===== STORED DATA

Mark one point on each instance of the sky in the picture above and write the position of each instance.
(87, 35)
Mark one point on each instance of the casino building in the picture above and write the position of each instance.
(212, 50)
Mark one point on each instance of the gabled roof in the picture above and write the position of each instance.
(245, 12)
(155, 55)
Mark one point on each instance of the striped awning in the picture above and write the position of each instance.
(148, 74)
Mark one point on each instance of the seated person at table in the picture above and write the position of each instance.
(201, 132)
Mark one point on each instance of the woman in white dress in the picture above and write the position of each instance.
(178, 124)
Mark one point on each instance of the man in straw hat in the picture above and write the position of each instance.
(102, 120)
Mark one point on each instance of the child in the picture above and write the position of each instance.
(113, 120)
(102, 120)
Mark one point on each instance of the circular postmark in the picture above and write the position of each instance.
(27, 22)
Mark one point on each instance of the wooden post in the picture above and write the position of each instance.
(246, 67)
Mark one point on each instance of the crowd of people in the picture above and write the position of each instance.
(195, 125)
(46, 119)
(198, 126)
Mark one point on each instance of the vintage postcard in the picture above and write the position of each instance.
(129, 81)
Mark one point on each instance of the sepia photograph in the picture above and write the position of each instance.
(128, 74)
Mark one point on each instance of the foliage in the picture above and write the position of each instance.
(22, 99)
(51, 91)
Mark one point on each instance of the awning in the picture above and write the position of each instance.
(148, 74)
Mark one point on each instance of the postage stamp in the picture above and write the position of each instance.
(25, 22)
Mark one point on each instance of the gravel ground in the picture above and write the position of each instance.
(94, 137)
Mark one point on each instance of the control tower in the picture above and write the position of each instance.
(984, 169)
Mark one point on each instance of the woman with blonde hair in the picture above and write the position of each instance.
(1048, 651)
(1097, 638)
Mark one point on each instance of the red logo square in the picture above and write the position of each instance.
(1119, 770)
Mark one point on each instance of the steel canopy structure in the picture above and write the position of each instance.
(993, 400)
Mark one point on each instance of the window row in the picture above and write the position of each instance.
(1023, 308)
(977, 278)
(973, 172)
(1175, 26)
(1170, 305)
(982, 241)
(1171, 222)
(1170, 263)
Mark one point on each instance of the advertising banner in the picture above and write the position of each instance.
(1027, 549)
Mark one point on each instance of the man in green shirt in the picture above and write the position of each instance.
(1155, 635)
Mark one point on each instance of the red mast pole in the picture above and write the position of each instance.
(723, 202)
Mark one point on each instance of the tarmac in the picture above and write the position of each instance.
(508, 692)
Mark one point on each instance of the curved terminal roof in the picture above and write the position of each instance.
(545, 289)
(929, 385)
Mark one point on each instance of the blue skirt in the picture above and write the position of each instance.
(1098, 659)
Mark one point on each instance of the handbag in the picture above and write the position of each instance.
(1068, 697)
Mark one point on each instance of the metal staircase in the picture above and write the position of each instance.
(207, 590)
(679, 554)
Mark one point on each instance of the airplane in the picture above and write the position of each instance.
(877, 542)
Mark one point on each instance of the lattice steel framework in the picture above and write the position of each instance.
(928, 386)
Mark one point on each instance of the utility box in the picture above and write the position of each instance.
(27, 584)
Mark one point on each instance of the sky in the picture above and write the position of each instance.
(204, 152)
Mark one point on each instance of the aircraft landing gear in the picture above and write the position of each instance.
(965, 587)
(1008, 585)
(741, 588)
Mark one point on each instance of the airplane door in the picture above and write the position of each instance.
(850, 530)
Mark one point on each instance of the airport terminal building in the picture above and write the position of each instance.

==========

**EXERCISE**
Each entry above is to be returned exactly as given.

**FINAL ANSWER**
Mark one point on each instance of the sky in the picture above and write the position of each instance.
(87, 35)
Mark one point on each instance of the casino building in the picture above and write the position of each instance.
(212, 50)
Mark one point on each instance of the gabled roof in the picture above and write the position of each instance.
(245, 12)
(155, 55)
Mark one point on each instance of the striped awning in the picture above and write the position of each instance.
(148, 74)
Mark one point on each instance of the seated person at table in the picture above and write the position of each instance.
(201, 132)
Mark one point on each instance of the woman in white dress in the picture above and write the position of each instance.
(178, 124)
Mark one point on each instance of the man in straw hat in the picture above and write the position of each instance.
(102, 120)
Mark one point on each instance of the child in the picture above and write the position of each instance.
(113, 120)
(102, 120)
Mark one point on each instance of the circular postmark in the picture above and write the position of each instance.
(27, 22)
Mark one point on each instance of the wooden post in the picture above and write the position of each instance.
(246, 67)
Mark one point on each instance of the crowd of people in the picture above and write the position of each instance.
(195, 125)
(46, 119)
(198, 126)
Mark one point on each instance of the vintage postcard in the picture above and write the position of each instance.
(129, 81)
Mark one point on each instance of the sepia photograph in the picture above and write the position of each instance.
(128, 74)
Mark one point on each instance of the foliage in the picture above and write the position of each instance.
(22, 99)
(51, 91)
Mark one point on each instance of the awning in the picture above and write the position of each instance.
(148, 74)
Mark one point on each instance of the postage stamp in the picture above and write the position of each instance.
(25, 22)
Mark one point on each instance of the gravel ground in the picture above and write the position of each instance.
(94, 137)
Mark one point on each instance of the control tower in the picture above and write the position of each instance.
(984, 169)
Mark one point on each instance of the woman with blonde hair in the picture above and write the position of each instance.
(1048, 651)
(1097, 638)
Mark one point on each instance of the red logo square in the picture above and write the position of each instance.
(1119, 770)
Mark one point on each instance of the steel canopy structure in the picture above and write the position of each instance.
(993, 400)
Mark one point on each instance of the window row in the picture above and write the position of each instance.
(1023, 308)
(977, 278)
(973, 172)
(1175, 26)
(1170, 305)
(982, 241)
(1171, 222)
(1170, 263)
Mark one point on each instance of the advertising banner in the picture above and write the position of each instance.
(1027, 549)
Mark one point on each instance of the man in green shirt in the picture above and write the position of each instance.
(1155, 635)
Mark one point on each instance of the red mast pole in the picture above and write the position of each instance.
(723, 202)
Mark one point on each instance of the tarmac in the picture above and write the position of each instance.
(508, 692)
Mark one point on each instance of the curved terminal roof in the picture above and write the position of each instance.
(545, 289)
(929, 385)
Mark one point on each instance of the blue skirt in the picture above and write the position of each instance.
(1098, 659)
Mark one point on each instance of the handbag in the picture above and write the position of each instance.
(1068, 697)
Mark one point on each instance of the metal staircase in the picture above and write the position of each instance.
(207, 590)
(679, 554)
Mark one point on each instance of the airplane in the picture above and write the position of each instance.
(877, 542)
Mark one point on each instance of the lattice steel framework in the picture above and write the position of each instance.
(928, 386)
Mark one point on each instance of the utility box in the picture above and write the position of each instance.
(27, 584)
Mark one point on each instance of the sky in the picture above and write the position of each instance.
(204, 152)
Mark one point on each instance of the aircraft landing gear in the picture above and write the position of each instance.
(965, 587)
(1008, 585)
(741, 588)
Mark one point on each instance of the airplane door in the picture above and write the position of each instance.
(850, 530)
Mark one point on each instance of the airport terminal building in the picture above and write the position of each instance.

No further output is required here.